→ 你的任务
把下面连连看代码中从“private List<Integer> getPath(int”一直到“if (s.contains(np))”的部分一字不改地重抄一遍。

→ 文档片段
● ● ● ● ● ● ●

连连看核心算法代码

public class Gamelogic {

private final static int UP = 0;
private final static int DOWN = 1;
private final static int LEFT = 2;
private final static int RIGHT = 3;

private int ROW;
private int COLUMN;
private int NUM;

private int[] mBoard;

public Gamelogic(int num,int row,int column){
NUM=num;
ROW=row;
COLUMN=column;
}

private int[] generateBoard() {
Random ran = new Random();
int tmp[] = new int[(ROW - 2) * (COLUMN - 2)];
for (int i = 0; i < tmp.length; i += 2) {
tmp[i] = ran.nextInt(NUM - 1) + 1;
tmp[i + 1] = tmp[i];
}
return tmp;
}

private void shuffleBoard(int[] board) {
Random ran = new Random();
int j, tmp;
for (int i = 0; i < board.length; i++) {
j = ran.nextInt(board.length);
if (i != j) {
tmp = board[i];
board[i] = board[j];
board[j] = tmp;
}
}
}

public int[] fillBoard() {
int[] tmp = generateBoard();
shuffleBoard(tmp);
mBoard=new int[ROW*COLUMN];
int r, c;
for (int i = 0; i < tmp.length; i++) {
r = row(i, COLUMN - 2);
c = column(i, COLUMN - 2);
mBoard[num(r + 1, c + 1)] = tmp[i];
}
return mBoard;
}

public List<Integer> isLinked(int p1, int p2) {
if (mBoard[p1] != mBoard[p2]|| p1==p2)
return null;
Set<Integer> set = new TreeSet<Integer>();
List<Integer> points = new ArrayList<Integer>(4);
points.add(p2);
int m = isLinked(p1, p2, set, 2, points);
if (m == -1)
return null;
points.add(p1);
return points;
}

private int isLinked(int p1, int p2, Set<Integer> s, int c,
List<Integer> list) {
if (c == 0) {
for (int i = 0; i < 4; i++) {
if (getLinkedItem(p1, i) == p2)
return p1;
}
return -1;
}
//判断是否直接相连
if (isLinked(p1, p2, s, 0, list) == p1) {
return p1;
}

List<Integer> path1 = getPath(p1, s);
for (int i = 0; i < path1.size(); i++) {
int m1 = path1.get(i);
int m2 = isLinked(m1, p2, s, c - 1, list);
if (m2 != -1) {
list.add(m1);
return m1;
}
}
return -1;
}

private List<Integer> getPath(int p, Set<Integer> s) {
List<Integer> list = new ArrayList<Integer>();
for (int i = 0; i < 4; i++) {
getPathdItem(p, i, list, s);
}
return list;
}

private int getPathdItem(int p, int d, List<Integer> list, Set<Integer> s) {
int np = next(p, d);
if (s.contains(np))

● ● ● ● ● ● ●

→ 所示数据
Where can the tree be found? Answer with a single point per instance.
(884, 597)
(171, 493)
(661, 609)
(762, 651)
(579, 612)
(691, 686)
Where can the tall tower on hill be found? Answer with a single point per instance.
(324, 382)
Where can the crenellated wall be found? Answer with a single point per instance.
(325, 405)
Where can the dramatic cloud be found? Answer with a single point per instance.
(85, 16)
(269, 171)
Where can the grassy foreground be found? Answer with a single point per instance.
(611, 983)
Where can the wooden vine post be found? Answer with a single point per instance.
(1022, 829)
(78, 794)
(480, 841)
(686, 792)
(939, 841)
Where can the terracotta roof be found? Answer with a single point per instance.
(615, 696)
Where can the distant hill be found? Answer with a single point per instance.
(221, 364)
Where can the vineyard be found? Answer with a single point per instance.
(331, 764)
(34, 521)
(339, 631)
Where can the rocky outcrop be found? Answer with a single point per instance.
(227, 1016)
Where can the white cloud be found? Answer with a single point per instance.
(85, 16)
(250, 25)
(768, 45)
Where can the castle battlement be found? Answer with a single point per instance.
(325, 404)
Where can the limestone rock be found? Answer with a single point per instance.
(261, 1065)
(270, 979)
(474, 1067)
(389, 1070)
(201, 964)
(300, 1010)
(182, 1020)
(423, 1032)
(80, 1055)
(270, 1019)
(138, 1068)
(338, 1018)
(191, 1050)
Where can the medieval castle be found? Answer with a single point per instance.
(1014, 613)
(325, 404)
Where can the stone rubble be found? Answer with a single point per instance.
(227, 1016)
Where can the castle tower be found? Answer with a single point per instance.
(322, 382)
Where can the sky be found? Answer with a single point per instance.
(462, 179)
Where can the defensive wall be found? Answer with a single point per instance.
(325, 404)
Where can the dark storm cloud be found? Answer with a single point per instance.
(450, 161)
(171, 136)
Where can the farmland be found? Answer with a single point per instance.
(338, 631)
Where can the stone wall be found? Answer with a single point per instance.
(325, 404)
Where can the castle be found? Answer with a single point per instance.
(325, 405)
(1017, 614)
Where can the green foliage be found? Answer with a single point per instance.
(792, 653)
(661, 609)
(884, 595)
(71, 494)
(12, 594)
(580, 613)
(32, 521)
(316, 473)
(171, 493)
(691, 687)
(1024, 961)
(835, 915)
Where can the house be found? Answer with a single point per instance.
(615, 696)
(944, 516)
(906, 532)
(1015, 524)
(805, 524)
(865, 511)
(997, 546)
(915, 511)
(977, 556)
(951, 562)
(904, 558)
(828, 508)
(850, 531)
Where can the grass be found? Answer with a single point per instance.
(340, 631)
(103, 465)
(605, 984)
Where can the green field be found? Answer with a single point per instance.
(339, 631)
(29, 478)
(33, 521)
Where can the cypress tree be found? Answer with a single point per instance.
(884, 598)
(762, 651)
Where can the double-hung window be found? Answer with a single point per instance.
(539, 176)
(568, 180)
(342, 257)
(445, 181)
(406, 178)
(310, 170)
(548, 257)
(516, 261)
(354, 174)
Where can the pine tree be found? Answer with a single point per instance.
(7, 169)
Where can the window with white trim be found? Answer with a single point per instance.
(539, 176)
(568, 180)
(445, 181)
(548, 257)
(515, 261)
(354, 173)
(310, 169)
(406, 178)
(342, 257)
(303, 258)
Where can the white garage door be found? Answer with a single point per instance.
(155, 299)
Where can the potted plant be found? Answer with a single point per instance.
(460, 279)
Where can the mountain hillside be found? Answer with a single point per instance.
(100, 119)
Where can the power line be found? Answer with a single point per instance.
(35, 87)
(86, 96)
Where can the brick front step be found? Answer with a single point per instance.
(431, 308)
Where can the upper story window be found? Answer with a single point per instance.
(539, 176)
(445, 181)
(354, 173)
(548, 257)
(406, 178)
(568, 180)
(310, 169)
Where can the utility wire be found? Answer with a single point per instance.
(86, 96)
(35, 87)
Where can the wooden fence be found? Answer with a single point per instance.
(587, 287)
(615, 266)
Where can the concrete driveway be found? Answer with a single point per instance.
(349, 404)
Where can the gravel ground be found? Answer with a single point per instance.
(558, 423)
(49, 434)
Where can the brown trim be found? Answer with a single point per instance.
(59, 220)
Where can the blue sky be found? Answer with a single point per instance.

● ● ● ● ● ● ●

→ 输出结果
private List<Integer> getPath(int p, Set<Integer> s) {
List<Integer> list = new ArrayList<Integer>();
for (int i = 0; i < 4; i++) {
getPathdItem(p, i, list, s);
}
return list;
}

private int getPathdItem(int p, int d, List<Integer> list, Set<Integer> s) {
int np = next(p, d);
if (s.contains(np))